### About this exercise
In the copy, include every record below exactly as it appears, but no pictures.

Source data
+ + + + + + +

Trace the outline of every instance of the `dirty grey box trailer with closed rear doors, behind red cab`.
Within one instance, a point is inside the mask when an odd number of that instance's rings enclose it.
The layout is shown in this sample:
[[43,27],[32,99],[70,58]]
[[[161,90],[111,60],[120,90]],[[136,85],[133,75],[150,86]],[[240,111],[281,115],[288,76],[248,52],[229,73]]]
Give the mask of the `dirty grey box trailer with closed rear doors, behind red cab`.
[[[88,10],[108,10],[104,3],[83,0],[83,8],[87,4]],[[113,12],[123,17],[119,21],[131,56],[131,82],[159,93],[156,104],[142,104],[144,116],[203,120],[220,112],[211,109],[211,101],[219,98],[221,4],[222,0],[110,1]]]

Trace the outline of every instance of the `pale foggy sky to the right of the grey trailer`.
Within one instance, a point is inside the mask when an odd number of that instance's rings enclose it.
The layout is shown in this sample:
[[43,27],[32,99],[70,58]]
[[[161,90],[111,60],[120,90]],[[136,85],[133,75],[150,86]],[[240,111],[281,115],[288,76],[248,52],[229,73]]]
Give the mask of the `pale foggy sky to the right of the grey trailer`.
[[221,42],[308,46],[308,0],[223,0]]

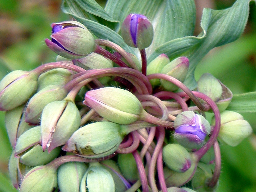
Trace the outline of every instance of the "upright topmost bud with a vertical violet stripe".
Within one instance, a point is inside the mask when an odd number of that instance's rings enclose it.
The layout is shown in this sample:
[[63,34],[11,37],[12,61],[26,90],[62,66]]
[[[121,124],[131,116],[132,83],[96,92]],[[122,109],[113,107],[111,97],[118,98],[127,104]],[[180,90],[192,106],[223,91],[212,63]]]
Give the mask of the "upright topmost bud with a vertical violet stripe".
[[154,36],[151,22],[140,14],[128,15],[122,24],[121,33],[126,44],[140,50],[147,48]]

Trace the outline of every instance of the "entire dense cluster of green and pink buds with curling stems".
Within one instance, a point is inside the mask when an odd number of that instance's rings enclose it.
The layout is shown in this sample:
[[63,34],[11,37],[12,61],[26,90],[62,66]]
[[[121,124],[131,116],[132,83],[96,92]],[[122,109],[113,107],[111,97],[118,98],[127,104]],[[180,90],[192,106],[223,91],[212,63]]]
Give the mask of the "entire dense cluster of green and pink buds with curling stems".
[[[170,61],[163,53],[147,65],[153,27],[146,16],[128,15],[121,32],[143,54],[141,65],[65,21],[52,24],[45,40],[56,62],[0,82],[9,172],[20,192],[213,191],[218,140],[235,146],[252,133],[240,114],[225,110],[232,93],[211,74],[197,91],[182,83],[187,57]],[[211,124],[204,111],[214,114]]]

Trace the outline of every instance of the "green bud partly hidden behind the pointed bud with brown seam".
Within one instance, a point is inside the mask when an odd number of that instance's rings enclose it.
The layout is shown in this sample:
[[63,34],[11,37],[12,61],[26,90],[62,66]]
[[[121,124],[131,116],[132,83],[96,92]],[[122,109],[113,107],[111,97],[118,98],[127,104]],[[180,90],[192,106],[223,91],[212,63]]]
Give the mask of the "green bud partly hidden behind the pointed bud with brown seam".
[[58,85],[49,85],[37,92],[29,101],[26,108],[26,122],[38,124],[44,107],[53,101],[62,100],[66,97],[67,91]]

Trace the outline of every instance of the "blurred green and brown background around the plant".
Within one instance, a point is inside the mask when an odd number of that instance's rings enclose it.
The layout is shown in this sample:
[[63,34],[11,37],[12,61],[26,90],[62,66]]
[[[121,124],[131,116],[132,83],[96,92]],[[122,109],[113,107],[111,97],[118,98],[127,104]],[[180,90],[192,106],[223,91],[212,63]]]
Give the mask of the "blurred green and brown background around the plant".
[[[199,33],[203,7],[223,9],[234,0],[195,0]],[[104,0],[98,1],[104,6]],[[55,60],[44,43],[51,35],[52,22],[70,19],[60,11],[61,0],[0,0],[0,79],[16,69],[31,70]],[[198,64],[196,80],[211,73],[234,93],[256,91],[256,8],[250,3],[250,15],[243,36],[217,47]],[[256,99],[256,98],[255,98]],[[221,145],[222,169],[217,192],[256,192],[256,114],[244,113],[254,134],[236,147]],[[11,146],[0,111],[0,192],[16,191],[8,176]]]

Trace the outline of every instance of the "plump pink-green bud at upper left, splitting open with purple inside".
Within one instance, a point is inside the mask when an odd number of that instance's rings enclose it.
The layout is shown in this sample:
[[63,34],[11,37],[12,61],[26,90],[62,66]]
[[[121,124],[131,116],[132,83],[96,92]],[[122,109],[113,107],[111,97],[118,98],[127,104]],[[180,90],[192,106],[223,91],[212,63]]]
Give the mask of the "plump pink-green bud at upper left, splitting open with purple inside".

+ + + + + + +

### Answer space
Trace the outline of every instance of the `dirty grey box trailer with closed rear doors, behind red cab`.
Within one instance, a point is inside the mask when an odd number of that instance's rings enclose it.
The layout is shown in this sample:
[[43,27],[32,99],[70,58]]
[[[161,90],[111,60],[120,90]],[[136,85],[133,75],[150,86]],[[240,111],[281,115],[288,76],[248,52],[229,73]]]
Give the mask of the `dirty grey box trailer with closed rear doors, behind red cab`.
[[[88,10],[108,10],[104,3],[83,0],[83,8],[87,4]],[[113,12],[123,17],[119,21],[131,56],[131,82],[159,93],[156,104],[142,104],[144,116],[203,120],[220,112],[211,109],[211,101],[219,98],[221,4],[222,0],[110,1]]]

Trace the outline of every instance of the `pale foggy sky to the right of the grey trailer`.
Within one instance, a point is inside the mask when an odd number of that instance's rings enclose it.
The layout is shown in this sample:
[[43,27],[32,99],[70,58]]
[[[161,90],[111,60],[120,90]],[[136,85],[133,75],[150,86]],[[240,111],[281,115],[288,76],[248,52],[229,73]]]
Give the mask of the `pale foggy sky to the right of the grey trailer`.
[[221,42],[308,46],[308,0],[223,0]]

Trace the outline of every instance of the "upright topmost bud with a vertical violet stripe".
Within one instance, a point is inside the mask when an odd number of that instance's rings enclose it.
The layout is shown in this sample:
[[63,34],[11,37],[12,61],[26,90],[62,66]]
[[[121,124],[131,116],[132,83],[96,92]],[[122,109],[113,107],[111,97],[118,98],[127,104]],[[180,90],[192,106],[223,91],[212,63]]]
Give the mask of the "upright topmost bud with a vertical violet stripe".
[[154,36],[151,22],[140,14],[128,15],[122,24],[121,33],[126,44],[140,50],[147,48]]

Trace the outline of every instance of the "entire dense cluster of green and pink buds with curling stems".
Within one instance, a point is inside the mask when an odd number of that instance's rings enclose it.
The layout is shown in this sample:
[[63,34],[11,37],[12,61],[26,90],[62,66]]
[[[121,124],[131,116],[132,83],[96,92]],[[122,109],[113,107],[111,97],[118,98],[127,104]],[[180,90],[192,106],[223,91],[212,63]]]
Give the mask of the "entire dense cluster of green and pink buds with curling stems".
[[[170,61],[163,53],[147,65],[153,27],[146,16],[128,15],[121,32],[143,54],[141,65],[65,21],[52,24],[45,40],[56,62],[0,82],[9,172],[20,192],[213,191],[218,140],[235,146],[252,133],[240,114],[225,110],[232,93],[211,74],[197,91],[182,83],[187,57]],[[211,124],[204,111],[214,114]]]

Trace the outline of every instance of the "green bud partly hidden behind the pointed bud with brown seam".
Within one instance, a point is inside the mask when an odd number of that instance's rings enclose it.
The layout is shown in this sample:
[[63,34],[11,37],[12,61],[26,90],[62,66]]
[[[121,124],[131,116],[132,83],[96,92]],[[122,109],[113,107],[111,97],[118,98],[127,104]],[[180,90],[192,106],[223,91],[212,63]]]
Give the mask of the "green bud partly hidden behind the pointed bud with brown seam".
[[58,85],[49,85],[37,92],[29,101],[26,108],[26,122],[38,124],[44,107],[53,101],[62,100],[66,97],[67,91]]

Trace the outline of every instance of the "blurred green and brown background around the plant".
Within one instance, a point is inside the mask when an odd number of that instance's rings enclose it.
The layout is shown in this sample:
[[63,34],[11,37],[12,61],[26,90],[62,66]]
[[[121,124],[131,116],[132,83],[96,92]],[[122,109],[113,107],[111,97],[118,98],[127,104]],[[180,90],[192,106],[223,91],[212,63]]]
Give the mask of the "blurred green and brown background around the plant".
[[[199,33],[203,7],[223,9],[234,0],[195,0]],[[104,0],[98,1],[104,6]],[[55,60],[44,43],[51,35],[52,22],[70,19],[60,11],[61,0],[0,0],[0,79],[16,69],[31,70]],[[198,64],[196,80],[211,73],[234,93],[256,91],[256,8],[250,3],[250,15],[243,36],[217,47]],[[256,99],[256,98],[255,98]],[[221,145],[222,169],[217,192],[256,192],[256,114],[244,113],[254,134],[236,147]],[[11,146],[0,111],[0,192],[16,191],[8,176]]]

Trace the outline of every instance of the "plump pink-green bud at upper left, splitting open with purple inside".
Within one instance, a point is inside the mask when an odd number of that instance's rings enclose it.
The layout is shown in this sample:
[[63,34],[11,37],[12,61],[26,90],[62,66]]
[[[121,124],[131,116],[132,83],[96,92]],[[122,109],[113,107],[111,97],[118,98],[127,104]],[[180,90],[192,106],[223,91],[212,63]]]
Give the mask of the "plump pink-green bud at upper left, splitting open with purple inside".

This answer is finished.